## Start DOCUMENT EXTRACT

In my research on policing in post-Soviet states, I show that governments view protests in capital cities and large urban areas as particularly dangerous. In remote Zhanaozen, there were few bystanders to record the police atrocities. But urban areas teem with citizens carrying smartphones; bystanders are able to document and report police brutality quickly. Already, the current protests have produced memorable images, including a young woman in a bright pink shirt singing Kazakhstan’s national anthem and police hauling off an elderly woman while rounding up more-active protesters in the crowd.

In post-Soviet states, the rule of law has a firmer hold in urban areas, particularly capital cities, and society is better organized in general. This means protests can quickly morph into a struggle between the ruled and the rulers. Urban demonstrations can escalate from public protests over a single, narrow issue and perhaps evolve into an anti-government mobilization aimed at ending the political rule of a corrupt dictator. For instance, neighboring Kyrgyzstan in 2010 and Ukraine in 2013 saw spontaneous demonstrations in their capitals against corrupt incumbents. These events swelled into broad anti-government riots after the state violently suppressed the protesters.

The Kazakh government clearly is wary of protests spreading to other areas and expanding in scope to include the population’s many economic grievances. President Nursultan Nazarbayev likened such unsettling protests to the possibility of a Ukrainian scenario, hinting at the threat of a divided country. The Interior Ministry inexplicably denied that any protests are even taking place, despite numerous reports online.

So looking through the prism of transformative violence helps show why the Kazakh state has to hold back on using physical violence against those waging public demonstrations. Kazakh authorities must navigate between acceptable levels of violence and the potential for a destabilizing popular backlash. The perspective also highlights how use of violence in authoritarian countries is a calculated process intended to respond to groups that regime holders previously regarded as relatively benign. In that way, both the victims of police violence and their sympathizers from the broader population shape how the state deploys coercion against the broader population.

## End DOCUMENT EXTRACT

**WORK TO DO**.
(a) In the passage on policing protests in Kazakhstan, what was the young woman in the bright pink shirt doing?
(b) List every country named in the passage on policing protests in Kazakhstan.
(c) Please update the stretch from "In my research" through "in the crowd." in the passage on policing protests in Kazakhstan, putting "mobile phones" in place of "smartphones".
The material that follows has no connection to the passage on policing protests in Kazakhstan.

## Start SUPPLIED INFORMATION

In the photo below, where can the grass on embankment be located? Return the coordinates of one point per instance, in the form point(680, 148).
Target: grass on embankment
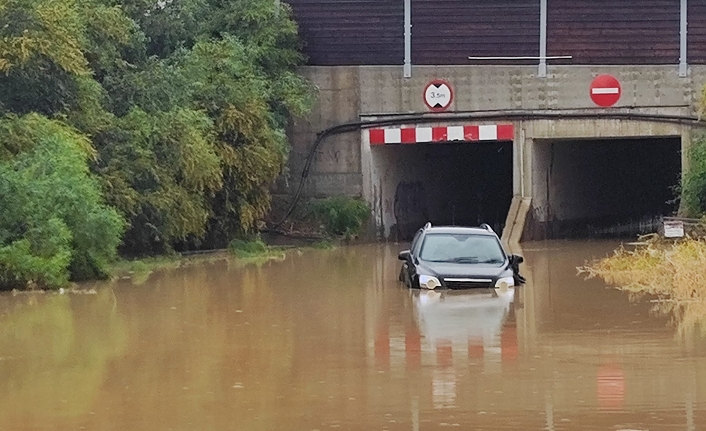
point(670, 270)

## End SUPPLIED INFORMATION

**RESPONSES IN ORDER**.
(a) Singing Kazakhstan's national anthem.

(b) Kazakhstan, Kyrgyzstan, Ukraine

(c)
In my research on policing in post-Soviet states, I show that governments view protests in capital cities and large urban areas as particularly dangerous. In remote Zhanaozen, there were few bystanders to record the police atrocities. But urban areas teem with citizens carrying mobile phones; bystanders are able to document and report police brutality quickly. Already, the current protests have produced memorable images, including a young woman in a bright pink shirt singing Kazakhstan’s national anthem and police hauling off an elderly woman while rounding up more-active protesters in the crowd.